[ЦИТИРУЕМЫЙ ОТРЫВОК]

____

Это продолжалось в течение всего XIX столетия, пока не перешло в наше (XX) столетие. И вот сегодня, естественно, люди повсюду пишут по поводу двухсотлетия со дня рождения Канта! В действительности же именно Кант является примером того, как мало люди, в сущности, думают. Ведь то, что я сейчас рассказал вам, является точным изображением учения Канта. Однако то, что люди говорят: Кант был величайшим философом, Канту вообще нечего возразить и так далее, является примером, с очевидностью обнаруживающим то, что именно на Канта всегда могут опираться противники духовной науки. (Одним из таких противников во второй половине жизни стал широко известный русскоязычный антропософ и оккультист Валентин Томберг (1900—1973): не отрицая антропософии как таковой, он утверждал, что она не является духовной наукой, так как, по Томбергу, духовная наука именно как наука, в принципе невозможна, а духовные вопросы являются исключительно объектом веры. Как может видеть читатель, данная мысль не нова и является простым повторением основного положения Канта, а стало быть, критика, высказываемая Р. Штайнером в адрес Канта, в равной мере могла бы быть отнесена и к Валентину Томбергу(50), который не сумел преодолеть столь типичного для его времени заблуждения См. письмо Томберга от 9 марта 1970 г. в книге Sergej Prokofieff «Die Beziehung des spдteren Tomberg zu Rudolf Steiner und zur Antroposophie» Dornach, 2003 — прим. перев). Просто потому, что они могут сказать: да ведь мы же берем за исходное не религию, мы берем за исходное наиболее просвещенного из философов! Но ведь это действительно так, что на Канта с равным успехом мог бы ссылаться как в высшей степени проникнутый догматизмом религиозный учитель, так и какой-нибудь (в светском смысле) просвещенный человек.

____

[ИСХОДНЫЕ ДАННЫЕ]
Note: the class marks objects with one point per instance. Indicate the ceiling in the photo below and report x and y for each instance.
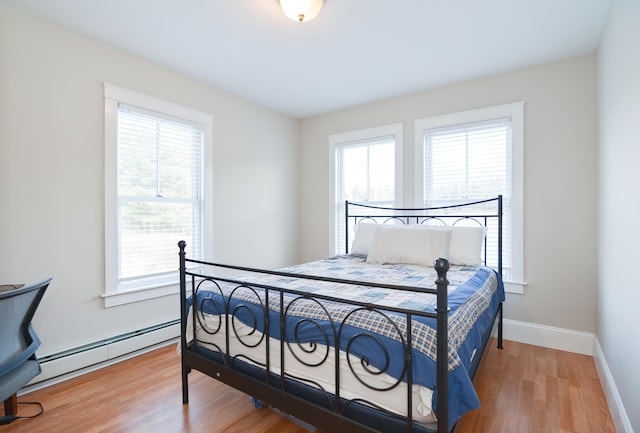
(355, 52)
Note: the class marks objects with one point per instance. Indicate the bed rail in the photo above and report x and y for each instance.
(275, 392)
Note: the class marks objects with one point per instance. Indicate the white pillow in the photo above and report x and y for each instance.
(466, 245)
(404, 244)
(364, 235)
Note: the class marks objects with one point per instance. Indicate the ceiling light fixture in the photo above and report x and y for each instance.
(301, 10)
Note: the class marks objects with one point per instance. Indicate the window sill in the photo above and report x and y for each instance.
(136, 295)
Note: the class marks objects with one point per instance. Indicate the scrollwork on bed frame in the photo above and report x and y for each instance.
(240, 298)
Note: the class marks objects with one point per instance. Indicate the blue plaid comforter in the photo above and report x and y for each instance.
(474, 295)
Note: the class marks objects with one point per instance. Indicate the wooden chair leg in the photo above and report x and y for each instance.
(11, 405)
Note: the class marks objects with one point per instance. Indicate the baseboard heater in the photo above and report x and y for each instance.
(89, 357)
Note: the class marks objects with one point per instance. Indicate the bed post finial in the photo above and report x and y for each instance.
(442, 266)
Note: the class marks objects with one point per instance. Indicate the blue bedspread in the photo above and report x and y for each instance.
(474, 295)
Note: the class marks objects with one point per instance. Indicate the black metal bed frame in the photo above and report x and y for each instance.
(299, 397)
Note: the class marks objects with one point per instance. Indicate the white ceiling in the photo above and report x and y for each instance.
(354, 52)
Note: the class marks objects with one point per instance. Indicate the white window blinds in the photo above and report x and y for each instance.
(159, 191)
(471, 161)
(365, 171)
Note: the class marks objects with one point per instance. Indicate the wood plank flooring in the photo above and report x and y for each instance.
(521, 388)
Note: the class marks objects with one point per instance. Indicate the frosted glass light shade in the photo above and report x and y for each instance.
(301, 10)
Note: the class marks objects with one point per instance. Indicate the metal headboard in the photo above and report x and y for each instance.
(480, 211)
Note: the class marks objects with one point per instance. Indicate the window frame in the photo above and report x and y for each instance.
(116, 293)
(336, 141)
(514, 111)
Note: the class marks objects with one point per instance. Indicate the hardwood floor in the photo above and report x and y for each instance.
(522, 389)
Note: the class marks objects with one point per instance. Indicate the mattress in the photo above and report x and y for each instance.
(367, 345)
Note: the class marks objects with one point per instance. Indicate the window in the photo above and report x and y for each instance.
(365, 167)
(155, 192)
(474, 155)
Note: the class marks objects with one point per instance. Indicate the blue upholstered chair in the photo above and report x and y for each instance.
(18, 341)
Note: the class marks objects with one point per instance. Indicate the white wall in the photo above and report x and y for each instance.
(560, 178)
(52, 176)
(619, 288)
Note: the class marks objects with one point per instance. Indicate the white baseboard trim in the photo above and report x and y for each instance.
(74, 363)
(548, 336)
(616, 407)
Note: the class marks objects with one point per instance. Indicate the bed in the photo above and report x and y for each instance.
(384, 338)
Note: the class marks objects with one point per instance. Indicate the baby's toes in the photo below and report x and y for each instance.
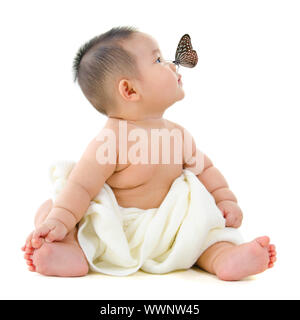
(272, 255)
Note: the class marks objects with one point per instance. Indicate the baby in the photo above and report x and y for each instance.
(124, 76)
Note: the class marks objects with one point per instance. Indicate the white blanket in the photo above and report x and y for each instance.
(119, 241)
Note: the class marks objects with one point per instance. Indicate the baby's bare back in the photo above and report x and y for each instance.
(145, 185)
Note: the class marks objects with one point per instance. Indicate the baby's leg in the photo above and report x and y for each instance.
(234, 262)
(60, 258)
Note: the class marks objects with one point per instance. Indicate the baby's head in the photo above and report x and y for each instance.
(123, 74)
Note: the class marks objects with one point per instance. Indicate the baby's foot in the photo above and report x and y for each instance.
(246, 259)
(29, 250)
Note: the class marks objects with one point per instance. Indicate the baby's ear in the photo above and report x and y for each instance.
(127, 90)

____

[ЗАДАНИЯ]
1 – Переведите на английский язык предложение из отрывка о Канте: «В действительности же именно Кант является примером того, как мало люди, в сущности, думают».
2 – Продолжите отрывок о Канте, начав сразу после его последнего предложения.

[ОТВЕТЫ]
1 – In reality, it is precisely Kant who is an example of how little people, in essence, think.

2 –
Затем Кант написал другие труды, один из них примерно такого содержания: есть ли у метафизики возможности стать в будущем наукой?(50а) — где он снова доказывает, что это невозможно, и так далее. В сущности, надо сказать: вся наука XIX в. переболела Кантом; Кант был, в сущности, болезнью для науки.
Если вы будете рассматривать Канта как пример того, насколько вздорные формы может порой принимать духовное развитие, то вы будете правильно рассматривать его. Но тогда вы скажете себе: в познании надо действительно быть настороже, ибо этот мир устрашающе сильно расположен к тому, чтобы именно в познании производить величайшую бессмыслицу. Вы можете представить себе, в каком затруднительном положении оказывается человек, будучи представителем духовной науки; не только представители религии, но и другие люди, даже сами философы и те, кто, в свою очередь, увлечены этими философами, — все настроены против него. Любой филистер приходит и говорит: да, ты тут что-то утверждаешь о духовной науке, но ведь Кант доказал, так говорят они, что об этом знать невозможно! Это, в сущности, наилучшее групповое возражение, которое можно сделать. Кто-нибудь может сказать: я вообще не желаю слышать о том, что говорит этот Штайнер, потому что Кант уже доказал, что обо всем этом знать невозможно.